_DOCUMENTO_

###

Sotto la regia di Mogherini, alta rappresentante e vicepresidente della Ue imperialista
Il gruppo di contatto internazionale sul Venezuela sposa le tesi del golpista teleguidato da Trump
Sollecitato da Mattarella, il governo italiano si allinea alla posizione della UE. Salvini incontra una delegazione del golpista Guaidò

 
Il golpista venezuelano Juan Guaidó teleguidato da Trump continua a invocare l'aiuto dei paesi imperialisti, l'apertura delle frontiere per far entrare gli aiuti umanitari spediti dagli Usa che col criminale blocco economico da un decennio hanno contributo ad affamare il paese e come il suo padrino non esclude la grave possibilità di un intervento militare, sventolando tra gli altri i dati di un sondaggio che dimostrerebbe che il 90% dei venezuelani “vuole un cambiamento”, ossia la caduta del legittimo governo del presidente Nicolas Maduro. Se il burattino della Casa Bianca non è già insediato a palazzo Miraflores, la sede ufficiale del governo del Venezuela e principale ufficio del presidente della Repubblica Bolivariana del Venezuela, è evidente che il sondaggio è falso come l'autoproclamato presidente, è solo l'espressione delle speranze della destra fascista del paese. In verità al sondaggio ci credono fra gli altri la Ue imperialista che è scesa in campo col Gruppo di contatto internazionale (Gci) sul Venezuela e ha sposato la posizione di Guaidò chiedendo la convocazione di nuove elezioni presidenziali e l’ingresso nel paese degli aiuti umanitari spediti dagli Usa nella vicina e compiacente Colombia; ci crede anche il fascista Matteo Salvini che in qualità di autoproclamato rappresentante italiano, al posto del capo del governo Giuseppe Conte e del ministro degli Esteri che pure esiste e si chiama Enzo Moavero Milanesi, ha ricevuto a Roma una delegazione dei golpisti venezuelani. Ora anche il governo italiano, sollecitato da Mattarella, è passato a sostenere, per bocca del ministro Moavero davanti alla Camera, che occorrono nuove elezioni visto che le precedenti non avrebbero avuto “legittimità democratica”. Queste le sue parole: “Il governo ritiene che le elezioni presidenziali dello scorso mese di maggio in Venezuela siano inficiate della loro correttezza, legalità ed equità e dunque non attribuiscano legittimità democratica a chi ne sarebbe risultato vincitore, Nicolás Maduro. Di conseguenza il governo chiede con fermezza nuove elezioni presidenziali, nei tempi più rapidi possibili. Devono essere elezioni libere, trasparenti e credibili. Devono svolgersi in condizioni di piena democrazia e giustizia, con tutte le garanzie della comunità internazionale”.

###

_CONTENUTO DEI DATI_
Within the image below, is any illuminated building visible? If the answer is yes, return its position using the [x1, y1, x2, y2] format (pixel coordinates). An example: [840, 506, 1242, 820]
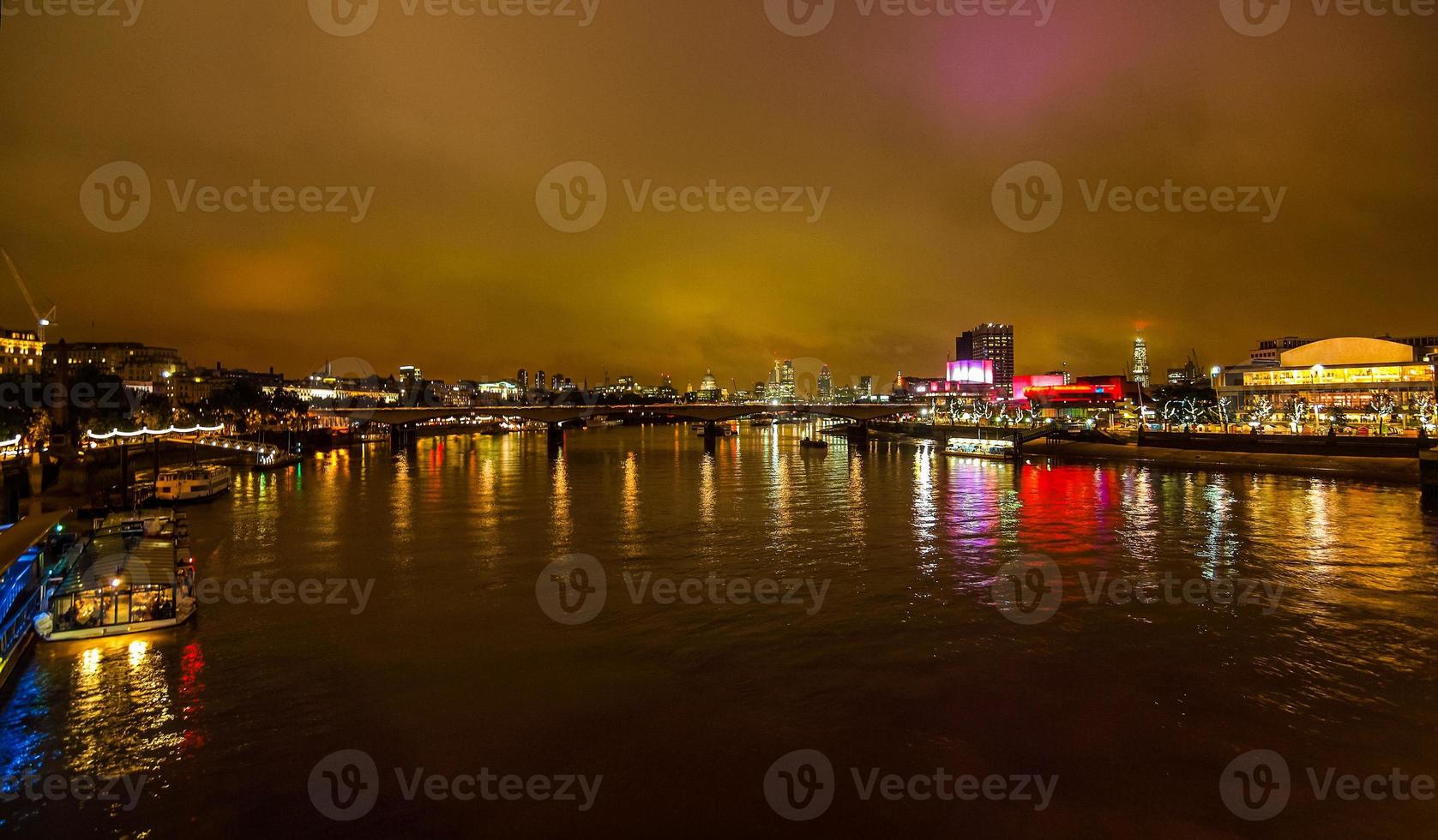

###

_CONSEGNA A_
Traduci in inglese questa frase dell'articolo sul Venezuela: "Devono essere elezioni libere, trasparenti e credibili."
_CONSEGNA B_
Riprendi l'articolo sul Venezuela e scrivi un paragrafo che segua la sua ultima frase.

_SOLUZIONE A_
They must be free, transparent and credible elections.

_SOLUZIONE B_
Il primo incontro del gruppo sponsorizzato dalla Ue si è genuto il 7 febbraio a Montevideo, in Uruguay, sotto la copresidenza dell’Alto rappresentante dell'Unione per gli Affari esteri e la politica di sicurezza e vicepresidente della Commissione Ue, l'italiana Federica Mogherini, e dal Presidente uruguaiano Tabaré Vázquez. Nella nota emessa al termine dei lavori, il Gruppo “profondamente preoccupato per la difficile situazione” della popolazione del Venezuela, sottolineava che il suo obiettivo era quello di “creare un approccio internazionale comune per sostenere una risoluzione pacifica, politica e democratica” alla crisi “escludendo l'uso della forza”, una soluzione che porti a “elezioni presidenziali libere, trasparenti e credibili, in conformità con la Costituzione venezuelana”. Come dire che il problema sarebbe Maduro. Infatti la nota aggiungeva che “affinché il Paese possa superare l'attuale crisi è fondamentale ripristinare la piena democrazia in tutte le sue dimensioni, incluso lo stato di diritto, la separazione dei poteri e il rispetto del mandato costituzionale delle istituzioni del Paese, in particolare dell'Assemblea nazionale eletta democraticamente”, omettendo che le cui competenze dell'assemblea eletta nel 2015 erano state state azzerate nel 2017 dalla appena eletta Assemblea nazionale costituente (Anc).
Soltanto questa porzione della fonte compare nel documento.